#### Selected text

## Notebook Overview

Take the data from notebook 4, and flatten the nested data structures so it can be put into sql-database-friendly form.


In [1]:
# Use w/ Anaconda Distribution
# For data manipulation
import os
import pandas as pd
import matplotlib.pyplot as plt
import seaborn as sns
PROJ_ROOT = os.pardir

# For Scraping
from bs4 import BeautifulSoup
import requests
import time

# For munging
import re
import json

# Backoff time for large scrapes
THROTTLE_TIME = .05

# ipython magics
%load_ext watermark
%matplotlib inline

In [2]:
import missingno as msno

In [3]:
%watermark -a "Cameron Yick" -d -t -v -p pandas,seaborn,matplotlib,bs4 -g

Cameron Yick 2016-11-22 20:45:50 

CPython 2.7.12
IPython 5.1.0

pandas 0.18.1
seaborn 0.7.1
matplotlib 1.5.3
bs4 4.5.1
Git hash: 5843cde364ea00571b167c2c7dcfb5669ce09f28


In [4]:
RAW_PATH = os.path.join(PROJ_ROOT, "data", "raw", "sports.json")
RAW_PICK = os.path.join(PROJ_ROOT, "data", "raw", "harvard_sports.p")

In [5]:
sports = pd.read_pickle(RAW_PICK)

## Can we check how the size of a roster has changed each year, for each sport?

A roster is a collection of players for 1 season.

In [6]:
sports.columns

Index([u'rosters', u'sportCode', u'nSeasons'], dtype='object')

We have 36 collections of rosters, 1 for each sport. on at least 4 of those rosters, both genders are mixed together. (There may be other cases, such as female coxswains in on male crew boats).

In [8]:
len(sports)

36

In [7]:
sports.rosters

0     {u'2008-09': [[{'link': '/sports/bsb/2008-09/r...
1     {u'1989-90': [[{'link': '/sports/mbkb/1989-90/...
2     {u'2008-09': [[{'link': '/sports/mcrew-hw/2008...
3     {u'2008-09': [[{'link': '/sports/mcrew-lw/2008...
4     {u'2008-09': [[{'link': '/sports/xc/2008-09/ro...
5     {u'2008-09': [[{'link': '/sports/mfencing/2008...
6     {u'2008-09': [[{'link': '/sports/fball/2008-09...
7     {u'2008-09': [[{'link': '/sports/mgolf/2008-09...
8     {u'2008-09': [[{'link': '/sports/mice/2008-09/...
9     {u'2008-09': [[{'link': '/sports/mlax/2008-09/...

########

What this task involves: Please continue the notebook on flattening the Harvard sports roster data, starting after its last line.

#### Data entries

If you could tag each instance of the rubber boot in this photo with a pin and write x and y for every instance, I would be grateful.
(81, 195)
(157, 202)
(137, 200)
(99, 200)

########

Result below:
10    {u'2008-09': [[{'link': '/sports/sailing/2008-...
11    {u'2015-16': [[{'link': '/sports/skiing/2015-1...
12    {u'2016-17': [[{'link': '/sports/msoc/2016-17/...
13    {u'2008-09': [[{'link': '/sports/msquash/2008-...
14    {u'2008-09': [[{'link': '/sports/mswimdive/200...
15    {u'2008-09': [[{'link': '/sports/mten/2008-09/...
16    {u'2008-09': [[{'link': '/sports/track/2008-09...
17    {u'2008-09': [[{'link': '/sports/mvball/20

In [11]:
# The top entry for every table describes what metadata is available for players in that table.
sports.iloc[0]['rosters']['2015-16'][:1]

[[{'link': '/sports/bsb/2015-16/roster?sort=number', 'name': u'No.'},
  {'link': '/sports/bsb/2015-16/roster?sort=last_name', 'name': u'Name'},
  {'link': '/sports/bsb/2015-16/roster?sort=year', 'name': u'Yr.'},
  {'link': '/sports/bsb/2015-16/roster?sort=position', 'name': u'Position'},
  u'B/T',
  u'Ht.',
  u'Wt.',
  u'Hometown',
  u'High School']]

Before we can do anything fun, we need to attach these labels as keys onto the cell row entries.

In [43]:
def getFieldnames(rows):
    'Given an array of rows from a table, return a list of what to name all the keys in that table.'
    header = rows[0]
    names = []
    for fieldName in header:
        if type(fieldName) is dict:
            names.append(fieldName['name'])
        else:
            names.append(fieldName)
            
    return names

In [59]:

fish = getFieldnames(sports.iloc[32]['rosters']['2008-09'])
fish

[u'Name', u'Yr.', u'Event', u'Hometown', u'High School']

In [58]:
sports.iloc[32]['rosters']['2008-09'][1]

[u'',
 {'link': '/sports/wswimdive/2008-09/bios/ash_marissa',
  'name': u'Marissa Ash'},
 u'Sophomore',
 u'Diving',
 u'Birmingham, Mich.',
 u'Cranbrook Kingswood']

In [57]:
for i, val in enumerate(fish):
    print val

Name
Yr.
Event
Hometown
High School


In [None]:
# inexplicably, the headshot column sneaks into the table even though t
# the table header doesn't have a label for headshot!

In [None]:
# beware data issues: someone's weight entered as "20-0"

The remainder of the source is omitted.